Before a collection manager decides to use a Symbiota portal as their central data management tool or just to feature a snapshot data, they should weigh the pros and cons and decide on a data management strategy that best fulfills their needs.

Pros:

  • Edits and new records are immediately available online
  • No need for infrastructure to periodically publish data to a Symbiota portal
  • No need for software purchase, installation, or updates
  • Platform independent management tool collection can be managed on a PC, Mac, etc.
  • Remote and multi-terminal management is built into the system
  • Exchange data can be easily imported from other participating institutions
  • Portal can offer data cleaning and georeferencing support
  • Crowdsourced data error detection and cleaning is available
  • Collection is not responsible for backups, server maintenance, etc.

_ _ _ _

Write what comes next in the text weighing a Symbiota portal as a collection's data management tool, starting after its last line.

[Data taken from a collection]
_ _ _ _

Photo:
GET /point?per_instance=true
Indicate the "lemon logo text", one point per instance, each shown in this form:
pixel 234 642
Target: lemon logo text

_ _ _ _

» Result of the task
Cons:

  • System is not specifically designed as an all-inclusive specimen management tool
  • Limited report and invoice options
  • Customized specimen labels are not yet supported by system; however, custom labels are possible using the MailMerge function in MS Word
  • Collection is reliant on portal to properly maintain regular backups. However, each institution has the ability to periodically download their dataset, thus establishing an additional off-site backup layer

If a Symbiota portal is used to feature a snapshot of a collection managed within the home institution, methods are needed to periodically refresh the data snapshot. Symbiota has several tools and protocols to facilitate this (see Data Interoperability). As long as a Primary Key can be maintained for each specimen record and the data can be rendered as a compatible export file, refreshing specimen data is typically a straightforward task. If determination history and image data are to be included in data transfers, portal updates are slightly more involved. Furthermore, if record edits are made within a portal (e.g. approved user corrects coordinates), the source institutions may need to develop their own methods to integrate the edits back into their central database. A benefit to managing specimen data directly within a portal is that it reduces the complexity of the data interoperability by removing the need to support bidirectional transfer protocols.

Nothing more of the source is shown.